* _Passage shown_:

((

Many of the players in Huntsville, Ont., know the value of playing the sporting field. In addition to being high-performance hockey players, they’ve excelled in track and field, basketball, soccer and lacrosse, just to name a few, at the regional, provincial and, in some cases, national level.

Then there’s Ashton Bell. For four years the Manitoba forward competed in high school rodeos.

“I started when I was in Grade 6,” she says. “I’ve always just rode horses. There were a few people I knew who competed in it, so I just thought I’d try it out.”

She competed in barrel racing, pole bending, goat tying and breakaway roping in the Manitoba High School Rodeo Association. Every weekend, spring into early fall, she’d make her way around the southern side of the province looking for points.

Much like young hockey players cautiously making their way around the ice in the early going, Bell and her horse took an unhurried approach the first time out. As Bell remembers it, the pair were almost as much spectators as those sitting in the stands.

“My horse and I just trotted through the events until we kind of got going,” she says, laughing at the memory. “We got faster and faster to make sure we completed it.”

Bell’s best event was breakaway roping; she qualified for nationals one year but couldn’t compete at the last minute.

There’s not a whole lot of, if any, similarities between two of her chosen sports – Bell also competes in track and field, as a sprinter – but one does serve, surprisingly, as a serene timeout to the other.

“It’s just a nice break to get away from hockey,” says Bell. “You can go out whenever and just ride. It’s very relaxing.”

))

* _What you will do_:
- a) According to the passage about Ashton Bell, what was her best rodeo event?
- b) Carry on with the passage about Ashton Bell, starting right after its last sentence.
The material that comes next has no connection to the passage about Ashton Bell.

* _Record extracts_:
((

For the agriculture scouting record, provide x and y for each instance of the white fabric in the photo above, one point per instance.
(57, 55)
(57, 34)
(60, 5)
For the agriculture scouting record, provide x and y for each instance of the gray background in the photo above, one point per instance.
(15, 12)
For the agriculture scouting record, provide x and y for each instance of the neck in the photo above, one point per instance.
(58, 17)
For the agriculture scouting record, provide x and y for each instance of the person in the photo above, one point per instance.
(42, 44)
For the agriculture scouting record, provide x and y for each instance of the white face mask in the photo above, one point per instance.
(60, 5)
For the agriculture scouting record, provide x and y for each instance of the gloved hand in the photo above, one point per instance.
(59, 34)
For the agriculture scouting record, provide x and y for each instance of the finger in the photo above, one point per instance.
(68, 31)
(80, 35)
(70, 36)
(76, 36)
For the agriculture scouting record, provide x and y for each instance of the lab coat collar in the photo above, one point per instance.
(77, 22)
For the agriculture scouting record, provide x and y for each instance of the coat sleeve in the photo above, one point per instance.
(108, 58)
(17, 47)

))

* _Final results_:
- a) Breakaway roping.

- b)
Now a high school junior, Bell has started thinking ahead to her future, one that she hopes involves her hockey earning her a post-secondary education.

Rodeo competitions have had to take a backseat, but she still takes the time to do breakaway roping, and her other events, at her family’s farm in Deloraine, Man.

“I try to keep riding as much as I can every night after school,” she says. “I set up barrels in the fields and pulls and just practice around those.”

It was on this same land that Bell grew up playing hockey with her brothers, Tristan, 17, and Samuel, 12. Bell and Tristan played a few times together in Peewee and Bantam, and all three siblings played street hockey together on the family farm.

Bell’s earliest memories of hockey date back to participating in Hockey Manitoba’s Breakfast Club. She’d be on the ice in the morning, happily doing drills in whatever weather awaited, then grab breakfast with her fellow rinks rats before heading off to school.

The program was started by Bob Caldwell, the 2015 winner of Hockey Canada’s Gordon Juckes Award for his contributions to the development of amateur hockey in the country. Bell now regularly gets back on the ice in Deloraine, giving back to the program that helped develop her love of the game. “I try to help out now because the age group is getting pretty young, so I just go and help out Bob if I can.”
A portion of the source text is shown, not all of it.